>> Start
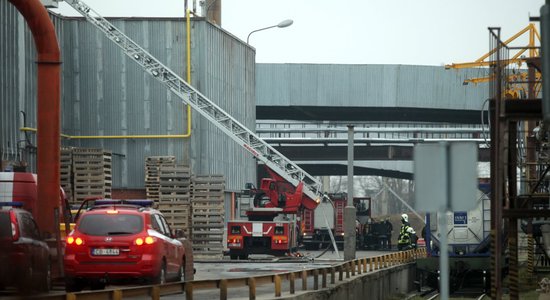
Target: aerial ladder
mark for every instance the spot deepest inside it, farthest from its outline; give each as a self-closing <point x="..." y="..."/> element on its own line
<point x="261" y="150"/>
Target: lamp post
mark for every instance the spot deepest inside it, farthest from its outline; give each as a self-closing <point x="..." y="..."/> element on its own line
<point x="282" y="24"/>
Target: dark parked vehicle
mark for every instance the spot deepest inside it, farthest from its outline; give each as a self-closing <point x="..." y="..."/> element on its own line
<point x="24" y="256"/>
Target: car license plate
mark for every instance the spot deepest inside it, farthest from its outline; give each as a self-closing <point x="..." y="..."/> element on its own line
<point x="105" y="251"/>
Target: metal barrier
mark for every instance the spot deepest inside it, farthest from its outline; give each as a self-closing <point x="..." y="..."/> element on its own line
<point x="348" y="269"/>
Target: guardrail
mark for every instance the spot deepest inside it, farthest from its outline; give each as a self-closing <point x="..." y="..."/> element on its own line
<point x="321" y="277"/>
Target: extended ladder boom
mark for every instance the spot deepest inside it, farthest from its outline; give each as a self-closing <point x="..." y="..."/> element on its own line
<point x="239" y="133"/>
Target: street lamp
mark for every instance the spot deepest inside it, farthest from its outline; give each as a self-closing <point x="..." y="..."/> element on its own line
<point x="282" y="24"/>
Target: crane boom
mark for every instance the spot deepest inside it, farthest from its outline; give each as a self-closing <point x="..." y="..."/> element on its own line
<point x="208" y="109"/>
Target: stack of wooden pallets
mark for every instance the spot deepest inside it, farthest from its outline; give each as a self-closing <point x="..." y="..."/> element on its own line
<point x="174" y="196"/>
<point x="92" y="176"/>
<point x="152" y="172"/>
<point x="207" y="210"/>
<point x="66" y="172"/>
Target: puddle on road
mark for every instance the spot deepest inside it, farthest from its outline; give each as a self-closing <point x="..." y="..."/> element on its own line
<point x="250" y="270"/>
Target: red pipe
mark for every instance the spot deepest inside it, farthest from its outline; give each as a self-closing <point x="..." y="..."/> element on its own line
<point x="49" y="94"/>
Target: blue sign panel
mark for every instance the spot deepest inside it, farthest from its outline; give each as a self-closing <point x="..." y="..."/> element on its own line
<point x="461" y="218"/>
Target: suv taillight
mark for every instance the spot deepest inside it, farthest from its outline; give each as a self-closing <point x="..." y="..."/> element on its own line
<point x="77" y="242"/>
<point x="14" y="226"/>
<point x="148" y="240"/>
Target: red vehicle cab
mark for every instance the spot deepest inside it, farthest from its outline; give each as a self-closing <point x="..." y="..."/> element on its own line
<point x="119" y="240"/>
<point x="24" y="256"/>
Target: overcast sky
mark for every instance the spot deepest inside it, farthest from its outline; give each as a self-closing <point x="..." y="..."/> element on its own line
<point x="412" y="32"/>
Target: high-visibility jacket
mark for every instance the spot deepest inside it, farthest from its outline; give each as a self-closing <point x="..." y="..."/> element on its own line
<point x="404" y="236"/>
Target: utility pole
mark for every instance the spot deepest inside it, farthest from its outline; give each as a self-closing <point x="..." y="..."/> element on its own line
<point x="349" y="210"/>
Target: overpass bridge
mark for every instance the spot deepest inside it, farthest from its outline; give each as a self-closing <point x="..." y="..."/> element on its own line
<point x="303" y="110"/>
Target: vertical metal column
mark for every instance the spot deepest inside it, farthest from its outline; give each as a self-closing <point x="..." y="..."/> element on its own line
<point x="545" y="58"/>
<point x="512" y="203"/>
<point x="350" y="210"/>
<point x="496" y="172"/>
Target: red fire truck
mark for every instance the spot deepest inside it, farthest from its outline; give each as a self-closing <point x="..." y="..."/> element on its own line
<point x="271" y="226"/>
<point x="329" y="215"/>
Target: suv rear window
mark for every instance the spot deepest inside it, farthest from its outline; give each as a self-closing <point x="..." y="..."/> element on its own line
<point x="111" y="224"/>
<point x="5" y="225"/>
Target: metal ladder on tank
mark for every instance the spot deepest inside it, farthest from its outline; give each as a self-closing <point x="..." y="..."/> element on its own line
<point x="208" y="109"/>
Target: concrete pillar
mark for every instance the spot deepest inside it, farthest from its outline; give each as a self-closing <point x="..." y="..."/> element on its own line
<point x="349" y="210"/>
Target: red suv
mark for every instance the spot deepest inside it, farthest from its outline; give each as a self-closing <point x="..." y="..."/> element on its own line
<point x="117" y="240"/>
<point x="24" y="256"/>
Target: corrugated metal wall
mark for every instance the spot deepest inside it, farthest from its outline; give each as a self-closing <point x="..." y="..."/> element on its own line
<point x="368" y="85"/>
<point x="105" y="93"/>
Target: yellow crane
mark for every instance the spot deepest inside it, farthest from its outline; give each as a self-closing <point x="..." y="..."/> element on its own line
<point x="516" y="81"/>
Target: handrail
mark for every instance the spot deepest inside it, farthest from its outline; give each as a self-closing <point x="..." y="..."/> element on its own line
<point x="341" y="272"/>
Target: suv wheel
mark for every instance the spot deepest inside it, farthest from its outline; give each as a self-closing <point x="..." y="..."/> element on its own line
<point x="161" y="277"/>
<point x="181" y="274"/>
<point x="73" y="285"/>
<point x="45" y="280"/>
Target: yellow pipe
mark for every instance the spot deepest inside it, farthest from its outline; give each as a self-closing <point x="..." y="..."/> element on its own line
<point x="188" y="47"/>
<point x="148" y="136"/>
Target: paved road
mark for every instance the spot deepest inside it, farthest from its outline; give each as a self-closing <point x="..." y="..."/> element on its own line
<point x="257" y="265"/>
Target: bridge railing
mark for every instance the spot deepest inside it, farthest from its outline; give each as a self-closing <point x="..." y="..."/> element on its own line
<point x="318" y="278"/>
<point x="385" y="131"/>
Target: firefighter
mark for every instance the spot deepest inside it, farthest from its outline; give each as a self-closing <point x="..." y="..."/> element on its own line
<point x="388" y="229"/>
<point x="407" y="235"/>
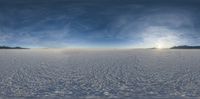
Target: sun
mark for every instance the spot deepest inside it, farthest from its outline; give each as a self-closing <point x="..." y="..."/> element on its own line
<point x="160" y="45"/>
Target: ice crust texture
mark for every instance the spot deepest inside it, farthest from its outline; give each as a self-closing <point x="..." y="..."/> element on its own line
<point x="173" y="74"/>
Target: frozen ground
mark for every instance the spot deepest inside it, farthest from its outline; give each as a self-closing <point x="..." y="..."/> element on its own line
<point x="57" y="74"/>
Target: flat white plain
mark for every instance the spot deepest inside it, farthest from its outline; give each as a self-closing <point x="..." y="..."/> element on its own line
<point x="145" y="74"/>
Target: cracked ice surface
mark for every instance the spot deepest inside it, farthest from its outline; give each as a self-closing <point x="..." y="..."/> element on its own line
<point x="173" y="74"/>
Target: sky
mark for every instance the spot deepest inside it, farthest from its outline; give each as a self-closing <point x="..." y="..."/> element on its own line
<point x="99" y="23"/>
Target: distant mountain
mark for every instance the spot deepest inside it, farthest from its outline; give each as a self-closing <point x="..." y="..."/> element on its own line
<point x="185" y="47"/>
<point x="7" y="47"/>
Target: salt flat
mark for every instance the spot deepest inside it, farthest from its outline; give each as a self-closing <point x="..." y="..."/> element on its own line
<point x="117" y="73"/>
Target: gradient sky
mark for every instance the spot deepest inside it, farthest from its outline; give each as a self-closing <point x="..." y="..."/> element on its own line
<point x="99" y="23"/>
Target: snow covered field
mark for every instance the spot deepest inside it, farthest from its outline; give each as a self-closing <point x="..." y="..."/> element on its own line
<point x="148" y="73"/>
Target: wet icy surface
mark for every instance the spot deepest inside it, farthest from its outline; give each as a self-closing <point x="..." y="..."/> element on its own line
<point x="145" y="74"/>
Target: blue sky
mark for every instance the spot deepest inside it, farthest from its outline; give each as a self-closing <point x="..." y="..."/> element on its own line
<point x="99" y="23"/>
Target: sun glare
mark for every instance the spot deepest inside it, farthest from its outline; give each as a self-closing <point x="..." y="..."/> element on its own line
<point x="159" y="45"/>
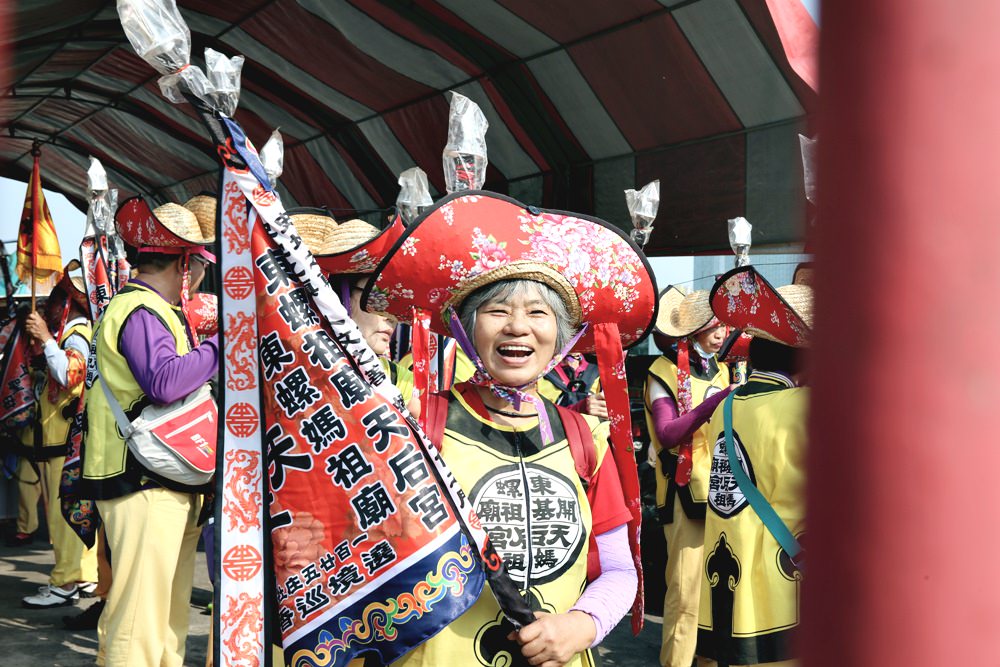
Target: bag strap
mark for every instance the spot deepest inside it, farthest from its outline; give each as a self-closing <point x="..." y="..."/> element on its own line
<point x="124" y="423"/>
<point x="779" y="531"/>
<point x="557" y="381"/>
<point x="589" y="374"/>
<point x="581" y="443"/>
<point x="116" y="409"/>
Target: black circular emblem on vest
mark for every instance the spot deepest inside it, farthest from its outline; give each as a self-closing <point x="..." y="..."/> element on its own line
<point x="537" y="529"/>
<point x="724" y="495"/>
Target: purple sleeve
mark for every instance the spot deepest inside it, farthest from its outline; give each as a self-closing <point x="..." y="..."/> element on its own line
<point x="609" y="597"/>
<point x="162" y="374"/>
<point x="672" y="429"/>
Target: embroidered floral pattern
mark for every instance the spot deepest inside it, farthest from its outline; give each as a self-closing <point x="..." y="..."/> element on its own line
<point x="409" y="247"/>
<point x="363" y="262"/>
<point x="458" y="242"/>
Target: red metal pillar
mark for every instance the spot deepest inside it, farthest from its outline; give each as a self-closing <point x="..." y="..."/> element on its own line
<point x="904" y="523"/>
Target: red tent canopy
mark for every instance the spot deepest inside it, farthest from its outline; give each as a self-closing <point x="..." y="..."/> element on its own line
<point x="585" y="98"/>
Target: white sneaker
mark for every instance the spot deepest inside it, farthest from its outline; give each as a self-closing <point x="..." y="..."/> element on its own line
<point x="51" y="596"/>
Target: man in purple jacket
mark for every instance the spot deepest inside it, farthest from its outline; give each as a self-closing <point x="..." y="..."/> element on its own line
<point x="146" y="353"/>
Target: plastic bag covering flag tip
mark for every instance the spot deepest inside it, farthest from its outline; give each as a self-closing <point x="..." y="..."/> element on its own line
<point x="464" y="157"/>
<point x="414" y="194"/>
<point x="643" y="206"/>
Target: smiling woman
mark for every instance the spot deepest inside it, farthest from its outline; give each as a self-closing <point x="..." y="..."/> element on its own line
<point x="519" y="288"/>
<point x="517" y="326"/>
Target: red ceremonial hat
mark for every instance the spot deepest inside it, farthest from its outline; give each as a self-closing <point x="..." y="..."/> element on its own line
<point x="167" y="226"/>
<point x="474" y="238"/>
<point x="351" y="247"/>
<point x="744" y="299"/>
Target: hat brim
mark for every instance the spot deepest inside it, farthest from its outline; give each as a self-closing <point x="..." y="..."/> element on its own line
<point x="140" y="228"/>
<point x="472" y="238"/>
<point x="744" y="299"/>
<point x="365" y="257"/>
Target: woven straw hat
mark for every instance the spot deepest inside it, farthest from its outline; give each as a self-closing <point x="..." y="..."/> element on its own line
<point x="669" y="299"/>
<point x="204" y="208"/>
<point x="167" y="226"/>
<point x="314" y="226"/>
<point x="683" y="315"/>
<point x="744" y="299"/>
<point x="348" y="236"/>
<point x="523" y="270"/>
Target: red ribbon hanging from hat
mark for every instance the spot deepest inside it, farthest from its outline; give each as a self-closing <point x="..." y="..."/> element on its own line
<point x="420" y="341"/>
<point x="611" y="363"/>
<point x="682" y="474"/>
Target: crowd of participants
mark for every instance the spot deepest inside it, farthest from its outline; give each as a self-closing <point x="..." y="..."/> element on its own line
<point x="523" y="394"/>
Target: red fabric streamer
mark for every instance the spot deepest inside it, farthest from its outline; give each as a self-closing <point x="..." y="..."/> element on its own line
<point x="611" y="361"/>
<point x="682" y="475"/>
<point x="420" y="340"/>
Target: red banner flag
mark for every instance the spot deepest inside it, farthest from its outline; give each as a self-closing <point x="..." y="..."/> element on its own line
<point x="38" y="251"/>
<point x="374" y="546"/>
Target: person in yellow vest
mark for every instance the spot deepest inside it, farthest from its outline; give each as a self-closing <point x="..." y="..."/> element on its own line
<point x="64" y="336"/>
<point x="471" y="265"/>
<point x="750" y="583"/>
<point x="145" y="353"/>
<point x="683" y="387"/>
<point x="348" y="252"/>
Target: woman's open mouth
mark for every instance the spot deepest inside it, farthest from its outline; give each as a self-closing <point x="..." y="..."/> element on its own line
<point x="515" y="352"/>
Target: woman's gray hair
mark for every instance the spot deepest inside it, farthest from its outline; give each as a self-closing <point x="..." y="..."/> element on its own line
<point x="503" y="291"/>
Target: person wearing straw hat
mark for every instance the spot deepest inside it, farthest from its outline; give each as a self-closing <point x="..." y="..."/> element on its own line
<point x="682" y="389"/>
<point x="348" y="252"/>
<point x="751" y="578"/>
<point x="575" y="384"/>
<point x="64" y="337"/>
<point x="146" y="353"/>
<point x="519" y="288"/>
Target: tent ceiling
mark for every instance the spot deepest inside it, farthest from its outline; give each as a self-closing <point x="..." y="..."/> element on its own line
<point x="585" y="98"/>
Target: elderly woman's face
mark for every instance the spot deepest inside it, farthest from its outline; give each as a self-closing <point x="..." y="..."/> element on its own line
<point x="377" y="329"/>
<point x="516" y="338"/>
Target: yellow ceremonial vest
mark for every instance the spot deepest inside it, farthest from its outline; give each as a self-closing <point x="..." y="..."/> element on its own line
<point x="550" y="561"/>
<point x="399" y="376"/>
<point x="104" y="448"/>
<point x="696" y="491"/>
<point x="55" y="423"/>
<point x="750" y="589"/>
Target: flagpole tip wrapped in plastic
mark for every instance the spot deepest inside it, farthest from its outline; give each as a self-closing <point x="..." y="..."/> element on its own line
<point x="739" y="239"/>
<point x="465" y="156"/>
<point x="160" y="36"/>
<point x="643" y="206"/>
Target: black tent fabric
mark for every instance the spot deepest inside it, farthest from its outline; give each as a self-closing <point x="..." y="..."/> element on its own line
<point x="585" y="98"/>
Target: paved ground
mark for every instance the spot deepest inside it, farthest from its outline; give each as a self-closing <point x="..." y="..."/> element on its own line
<point x="36" y="637"/>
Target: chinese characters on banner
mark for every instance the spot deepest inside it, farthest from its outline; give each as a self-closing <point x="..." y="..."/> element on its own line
<point x="363" y="567"/>
<point x="368" y="549"/>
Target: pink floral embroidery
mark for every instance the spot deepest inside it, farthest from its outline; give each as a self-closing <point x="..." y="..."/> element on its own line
<point x="409" y="247"/>
<point x="488" y="253"/>
<point x="362" y="262"/>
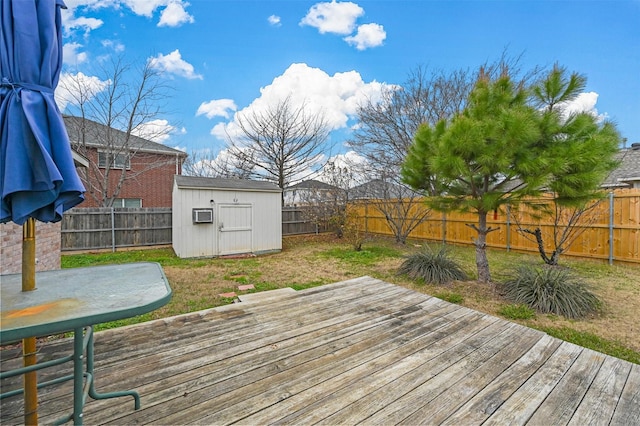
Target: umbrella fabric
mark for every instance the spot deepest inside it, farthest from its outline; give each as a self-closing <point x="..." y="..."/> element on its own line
>> End
Task instructions:
Omit the pictures, and please restate word for word the lines running from the line with "Target: chinese characters on banner" to the end of the entries.

Written solution:
Target: chinese characters on banner
mark for every instance the spot deepest inside it, farthest from its outline; give each as a self-closing <point x="..." y="..."/> element on its own line
<point x="363" y="567"/>
<point x="368" y="549"/>
Target: pink floral embroidery
mark for every instance the spot deepest inside it, farthest from its outline; give each as a self-closing <point x="..." y="..."/> element on its own line
<point x="409" y="247"/>
<point x="488" y="253"/>
<point x="362" y="262"/>
Target: umbrella fabric
mark for every instance the spot deepest inside it, farthest from its outline; give each as a self-closing <point x="..." y="..."/> element on its own line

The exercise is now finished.